# EXERCISE AIM
Arrange the material below as a two-column CSV headed instruction and output, with one row for each piece of the material. Give each text and its answer a single quoted field, replacing every line break with a space.

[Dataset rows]
◇ ◇ ◇ ◇ ◇
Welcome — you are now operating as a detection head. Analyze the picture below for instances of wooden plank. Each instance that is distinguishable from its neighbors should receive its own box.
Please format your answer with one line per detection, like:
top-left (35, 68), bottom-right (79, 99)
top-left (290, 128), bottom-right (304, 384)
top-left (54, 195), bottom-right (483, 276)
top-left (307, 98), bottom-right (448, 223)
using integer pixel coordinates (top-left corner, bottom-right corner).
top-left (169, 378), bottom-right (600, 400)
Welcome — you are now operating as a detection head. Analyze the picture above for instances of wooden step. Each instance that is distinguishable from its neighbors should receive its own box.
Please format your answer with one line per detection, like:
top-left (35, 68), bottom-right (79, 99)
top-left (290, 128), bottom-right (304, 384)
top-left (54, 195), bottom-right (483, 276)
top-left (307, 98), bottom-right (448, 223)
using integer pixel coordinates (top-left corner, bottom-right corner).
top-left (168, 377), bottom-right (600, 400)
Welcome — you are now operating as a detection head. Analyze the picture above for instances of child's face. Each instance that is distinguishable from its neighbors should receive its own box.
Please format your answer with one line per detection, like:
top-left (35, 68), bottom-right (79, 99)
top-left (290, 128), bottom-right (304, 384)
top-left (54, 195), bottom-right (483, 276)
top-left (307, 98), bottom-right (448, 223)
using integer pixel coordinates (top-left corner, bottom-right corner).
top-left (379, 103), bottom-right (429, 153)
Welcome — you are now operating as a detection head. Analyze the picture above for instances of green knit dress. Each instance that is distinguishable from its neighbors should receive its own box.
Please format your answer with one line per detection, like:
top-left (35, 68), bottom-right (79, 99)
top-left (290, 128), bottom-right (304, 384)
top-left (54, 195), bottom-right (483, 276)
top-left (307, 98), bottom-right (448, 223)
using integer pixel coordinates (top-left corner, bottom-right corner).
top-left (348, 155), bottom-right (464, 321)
◇ ◇ ◇ ◇ ◇
# SOLUTION FOR THIS TASK
instruction,output
"Welcome — you are now operating as a detection head. Analyze the picture below for instances of wooden plank. Each instance that is distinguishable from its neighbors should receive its own box. Please format your answer with one line per detection, like: top-left (35, 68), bottom-right (79, 99) top-left (290, 128), bottom-right (304, 384) top-left (54, 195), bottom-right (483, 276) top-left (307, 98), bottom-right (448, 223) using integer pixel coordinates (top-left corner, bottom-right corner).","top-left (169, 378), bottom-right (600, 400)"
"Welcome — you are now operating as a detection head. Analyze the picture above for instances of wooden step. Each instance that is distinguishable from its neighbors should receive its own box. Please format your answer with one line per detection, like: top-left (35, 68), bottom-right (79, 99) top-left (290, 128), bottom-right (304, 384) top-left (54, 195), bottom-right (483, 276) top-left (307, 98), bottom-right (448, 223) using integer pixel coordinates (top-left corner, bottom-right corner).","top-left (168, 377), bottom-right (600, 400)"
"Welcome — you are now operating as a detection head. Analyze the picture above for instances of child's face. Each instance that is distinguishable from its neighbors should receive its own box. Please format your answer with one line per detection, like: top-left (35, 68), bottom-right (79, 99) top-left (290, 128), bottom-right (304, 384) top-left (54, 195), bottom-right (483, 276) top-left (307, 98), bottom-right (448, 223) using integer pixel coordinates (top-left corner, bottom-right corner).","top-left (379, 103), bottom-right (429, 153)"
"Welcome — you are now operating as a detection head. Analyze the picture above for instances of green knit dress. Each instance that is distinguishable from its neighbors should receive its own box. Please format your answer with one line per detection, like: top-left (35, 68), bottom-right (79, 99) top-left (290, 128), bottom-right (304, 384) top-left (54, 195), bottom-right (483, 276) top-left (307, 98), bottom-right (448, 223) using integer pixel coordinates (top-left corner, bottom-right corner).","top-left (348, 155), bottom-right (464, 321)"